The task: The first line of the entries through the line bearing "Target: man wearing white cap": copy these lines exactly and return nothing else.

*** Listed entries Section Begins ***

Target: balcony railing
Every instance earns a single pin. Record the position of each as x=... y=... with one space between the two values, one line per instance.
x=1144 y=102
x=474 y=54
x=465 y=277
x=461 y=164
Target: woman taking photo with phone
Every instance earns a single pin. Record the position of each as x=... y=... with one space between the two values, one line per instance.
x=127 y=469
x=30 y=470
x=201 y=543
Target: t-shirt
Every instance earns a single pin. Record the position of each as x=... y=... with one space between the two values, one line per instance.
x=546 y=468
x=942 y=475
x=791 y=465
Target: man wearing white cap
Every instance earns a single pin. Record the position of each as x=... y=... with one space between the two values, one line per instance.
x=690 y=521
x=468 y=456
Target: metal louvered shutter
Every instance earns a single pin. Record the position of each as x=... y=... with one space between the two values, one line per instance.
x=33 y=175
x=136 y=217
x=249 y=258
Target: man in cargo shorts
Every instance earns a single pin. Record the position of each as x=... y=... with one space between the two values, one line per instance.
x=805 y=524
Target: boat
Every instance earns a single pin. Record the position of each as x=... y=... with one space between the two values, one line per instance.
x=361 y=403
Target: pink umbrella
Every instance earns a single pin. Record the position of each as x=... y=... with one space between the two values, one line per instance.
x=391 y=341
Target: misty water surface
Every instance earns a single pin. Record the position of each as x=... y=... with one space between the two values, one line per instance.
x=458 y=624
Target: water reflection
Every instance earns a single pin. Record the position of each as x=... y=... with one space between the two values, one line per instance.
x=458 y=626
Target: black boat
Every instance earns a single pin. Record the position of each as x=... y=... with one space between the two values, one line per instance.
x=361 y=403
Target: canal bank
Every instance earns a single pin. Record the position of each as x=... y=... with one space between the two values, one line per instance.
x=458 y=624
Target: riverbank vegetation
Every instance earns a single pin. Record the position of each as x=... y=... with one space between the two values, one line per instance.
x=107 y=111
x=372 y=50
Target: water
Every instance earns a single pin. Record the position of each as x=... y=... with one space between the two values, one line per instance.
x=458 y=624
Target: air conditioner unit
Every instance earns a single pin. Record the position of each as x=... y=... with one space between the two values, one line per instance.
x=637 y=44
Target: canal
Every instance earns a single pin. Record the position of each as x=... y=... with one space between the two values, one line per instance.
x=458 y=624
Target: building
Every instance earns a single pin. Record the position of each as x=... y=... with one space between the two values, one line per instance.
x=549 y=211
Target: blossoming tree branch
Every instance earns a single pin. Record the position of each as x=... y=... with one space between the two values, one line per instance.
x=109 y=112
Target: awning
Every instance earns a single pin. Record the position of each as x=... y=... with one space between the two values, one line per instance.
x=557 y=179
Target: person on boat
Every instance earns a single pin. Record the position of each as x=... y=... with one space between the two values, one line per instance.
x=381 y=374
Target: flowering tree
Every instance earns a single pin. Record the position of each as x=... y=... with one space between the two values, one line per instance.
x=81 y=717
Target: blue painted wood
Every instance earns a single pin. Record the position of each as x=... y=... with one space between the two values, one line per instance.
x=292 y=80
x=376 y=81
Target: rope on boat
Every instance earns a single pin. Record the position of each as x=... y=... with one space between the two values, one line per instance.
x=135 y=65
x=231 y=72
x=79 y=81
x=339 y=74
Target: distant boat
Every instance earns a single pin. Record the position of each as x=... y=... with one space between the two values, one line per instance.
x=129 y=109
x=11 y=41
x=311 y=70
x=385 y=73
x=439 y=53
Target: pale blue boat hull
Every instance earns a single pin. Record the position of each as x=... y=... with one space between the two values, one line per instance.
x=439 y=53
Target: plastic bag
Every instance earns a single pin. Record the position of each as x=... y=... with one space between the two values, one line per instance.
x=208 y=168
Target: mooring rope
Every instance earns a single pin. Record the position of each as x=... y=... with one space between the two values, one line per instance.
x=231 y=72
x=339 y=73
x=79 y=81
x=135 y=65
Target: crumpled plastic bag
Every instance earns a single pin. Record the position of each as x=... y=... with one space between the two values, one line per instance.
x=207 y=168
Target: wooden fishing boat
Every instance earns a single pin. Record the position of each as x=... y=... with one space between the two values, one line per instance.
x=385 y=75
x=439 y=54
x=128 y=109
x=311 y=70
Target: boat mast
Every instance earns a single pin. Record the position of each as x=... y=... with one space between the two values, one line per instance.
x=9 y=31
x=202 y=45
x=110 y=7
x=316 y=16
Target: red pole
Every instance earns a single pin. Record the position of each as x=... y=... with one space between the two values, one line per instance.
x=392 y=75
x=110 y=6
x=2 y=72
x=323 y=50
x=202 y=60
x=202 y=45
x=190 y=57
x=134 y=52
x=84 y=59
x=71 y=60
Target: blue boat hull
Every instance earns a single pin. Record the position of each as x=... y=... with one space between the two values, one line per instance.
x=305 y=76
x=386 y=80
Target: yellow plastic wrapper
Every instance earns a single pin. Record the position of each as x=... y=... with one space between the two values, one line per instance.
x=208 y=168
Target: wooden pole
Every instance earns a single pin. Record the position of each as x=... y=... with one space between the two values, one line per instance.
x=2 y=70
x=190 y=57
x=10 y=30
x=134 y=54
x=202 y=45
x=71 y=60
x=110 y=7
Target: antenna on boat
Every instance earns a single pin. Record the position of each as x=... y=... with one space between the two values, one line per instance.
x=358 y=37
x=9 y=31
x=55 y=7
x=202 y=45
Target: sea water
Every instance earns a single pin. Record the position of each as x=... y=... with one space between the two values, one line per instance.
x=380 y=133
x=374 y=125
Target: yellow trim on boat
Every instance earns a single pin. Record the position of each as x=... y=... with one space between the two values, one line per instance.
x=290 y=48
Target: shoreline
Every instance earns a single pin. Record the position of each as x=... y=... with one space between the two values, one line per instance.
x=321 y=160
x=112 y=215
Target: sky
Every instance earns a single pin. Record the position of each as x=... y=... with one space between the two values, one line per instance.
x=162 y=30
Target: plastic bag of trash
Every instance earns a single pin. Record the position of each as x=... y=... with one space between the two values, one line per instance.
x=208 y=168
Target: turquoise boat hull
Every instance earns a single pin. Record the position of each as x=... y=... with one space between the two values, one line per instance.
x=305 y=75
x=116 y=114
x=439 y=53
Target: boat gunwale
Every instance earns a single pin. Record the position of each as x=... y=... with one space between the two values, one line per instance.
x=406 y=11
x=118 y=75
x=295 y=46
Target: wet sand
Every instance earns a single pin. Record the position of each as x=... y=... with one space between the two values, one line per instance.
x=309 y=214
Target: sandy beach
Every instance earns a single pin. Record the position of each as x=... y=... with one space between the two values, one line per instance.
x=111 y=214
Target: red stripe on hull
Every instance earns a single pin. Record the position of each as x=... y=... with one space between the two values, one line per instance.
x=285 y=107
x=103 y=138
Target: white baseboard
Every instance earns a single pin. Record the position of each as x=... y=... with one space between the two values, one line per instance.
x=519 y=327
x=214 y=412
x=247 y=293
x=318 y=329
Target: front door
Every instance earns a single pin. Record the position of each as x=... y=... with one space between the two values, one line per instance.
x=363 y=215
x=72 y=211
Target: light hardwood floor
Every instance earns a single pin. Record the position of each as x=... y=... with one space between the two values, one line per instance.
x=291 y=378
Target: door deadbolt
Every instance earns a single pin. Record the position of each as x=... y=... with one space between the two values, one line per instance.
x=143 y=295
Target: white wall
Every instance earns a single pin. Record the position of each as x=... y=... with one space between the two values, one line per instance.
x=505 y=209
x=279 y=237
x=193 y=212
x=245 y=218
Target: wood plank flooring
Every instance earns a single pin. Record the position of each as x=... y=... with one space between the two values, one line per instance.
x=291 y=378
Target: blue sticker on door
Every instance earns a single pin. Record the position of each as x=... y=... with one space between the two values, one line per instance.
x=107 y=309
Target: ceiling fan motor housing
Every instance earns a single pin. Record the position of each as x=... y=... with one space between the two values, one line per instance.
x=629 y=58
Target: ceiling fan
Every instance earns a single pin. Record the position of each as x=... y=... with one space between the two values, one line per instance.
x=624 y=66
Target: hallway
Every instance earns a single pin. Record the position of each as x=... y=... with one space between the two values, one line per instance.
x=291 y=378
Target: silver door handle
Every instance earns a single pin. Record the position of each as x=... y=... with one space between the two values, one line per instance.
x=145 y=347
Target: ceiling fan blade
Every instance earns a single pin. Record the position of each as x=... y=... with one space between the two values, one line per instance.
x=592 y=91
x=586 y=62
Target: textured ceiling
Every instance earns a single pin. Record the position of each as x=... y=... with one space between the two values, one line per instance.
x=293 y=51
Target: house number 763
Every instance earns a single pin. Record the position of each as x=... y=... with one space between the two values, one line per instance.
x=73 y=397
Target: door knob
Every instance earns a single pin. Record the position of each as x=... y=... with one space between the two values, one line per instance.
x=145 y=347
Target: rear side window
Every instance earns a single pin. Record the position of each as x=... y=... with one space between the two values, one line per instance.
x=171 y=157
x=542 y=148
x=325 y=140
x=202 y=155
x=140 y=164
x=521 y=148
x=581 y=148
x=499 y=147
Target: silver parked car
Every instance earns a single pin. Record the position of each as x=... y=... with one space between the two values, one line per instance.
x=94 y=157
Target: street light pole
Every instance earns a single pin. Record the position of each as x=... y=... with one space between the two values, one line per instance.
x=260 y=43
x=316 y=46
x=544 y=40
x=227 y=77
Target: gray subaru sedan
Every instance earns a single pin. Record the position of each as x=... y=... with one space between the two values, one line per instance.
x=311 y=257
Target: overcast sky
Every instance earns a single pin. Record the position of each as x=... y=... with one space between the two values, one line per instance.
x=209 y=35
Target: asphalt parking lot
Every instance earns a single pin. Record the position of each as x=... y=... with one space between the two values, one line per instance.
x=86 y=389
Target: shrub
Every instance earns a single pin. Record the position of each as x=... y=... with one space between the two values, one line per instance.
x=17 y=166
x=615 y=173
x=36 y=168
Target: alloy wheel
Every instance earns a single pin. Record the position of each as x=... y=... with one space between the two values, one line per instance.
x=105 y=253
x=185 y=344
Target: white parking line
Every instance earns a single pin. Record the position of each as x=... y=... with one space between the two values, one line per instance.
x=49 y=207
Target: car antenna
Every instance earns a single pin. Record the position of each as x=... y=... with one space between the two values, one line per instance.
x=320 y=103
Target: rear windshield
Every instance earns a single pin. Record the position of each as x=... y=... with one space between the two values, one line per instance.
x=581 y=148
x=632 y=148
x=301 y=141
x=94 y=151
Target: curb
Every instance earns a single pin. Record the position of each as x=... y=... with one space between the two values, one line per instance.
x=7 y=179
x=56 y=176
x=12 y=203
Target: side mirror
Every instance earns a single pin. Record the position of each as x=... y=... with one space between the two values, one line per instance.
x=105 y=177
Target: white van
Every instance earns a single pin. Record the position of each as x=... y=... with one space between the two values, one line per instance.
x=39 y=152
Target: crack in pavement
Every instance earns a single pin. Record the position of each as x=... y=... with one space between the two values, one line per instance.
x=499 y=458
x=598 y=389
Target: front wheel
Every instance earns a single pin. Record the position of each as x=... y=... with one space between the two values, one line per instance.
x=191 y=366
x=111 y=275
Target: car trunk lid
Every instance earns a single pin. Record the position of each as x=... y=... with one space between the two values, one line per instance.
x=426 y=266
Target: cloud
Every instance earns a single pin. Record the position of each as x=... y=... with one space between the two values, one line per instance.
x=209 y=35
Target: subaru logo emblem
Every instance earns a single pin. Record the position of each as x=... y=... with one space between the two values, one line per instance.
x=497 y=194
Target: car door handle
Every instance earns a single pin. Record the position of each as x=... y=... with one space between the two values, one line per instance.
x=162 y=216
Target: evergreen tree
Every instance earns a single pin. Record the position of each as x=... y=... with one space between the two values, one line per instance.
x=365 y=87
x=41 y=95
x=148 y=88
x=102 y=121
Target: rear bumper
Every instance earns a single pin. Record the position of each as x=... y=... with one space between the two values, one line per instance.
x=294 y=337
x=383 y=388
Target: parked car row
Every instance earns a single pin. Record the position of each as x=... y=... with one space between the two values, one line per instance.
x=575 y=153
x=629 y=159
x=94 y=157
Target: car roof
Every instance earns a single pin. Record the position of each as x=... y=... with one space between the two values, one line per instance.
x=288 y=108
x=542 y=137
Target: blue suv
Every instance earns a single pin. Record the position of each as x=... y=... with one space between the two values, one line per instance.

*** Listed entries Section Ends ***

Answer to this problem:
Target: balcony railing
Every instance earns a single pin. Record the position of each as x=... y=... with one space between the two values, one line per instance.
x=1144 y=102
x=474 y=54
x=465 y=277
x=461 y=164
Target: woman taking photo with phone
Every instance earns a single pin. Record the position of each as x=... y=... with one space between the two values, one line per instance.
x=127 y=469
x=30 y=470
x=201 y=543
Target: t-shirt
Every instance earns a single pin. Record the position of each as x=... y=... with one space between the two values, one line per instance.
x=546 y=468
x=942 y=475
x=791 y=465
Target: man wearing white cap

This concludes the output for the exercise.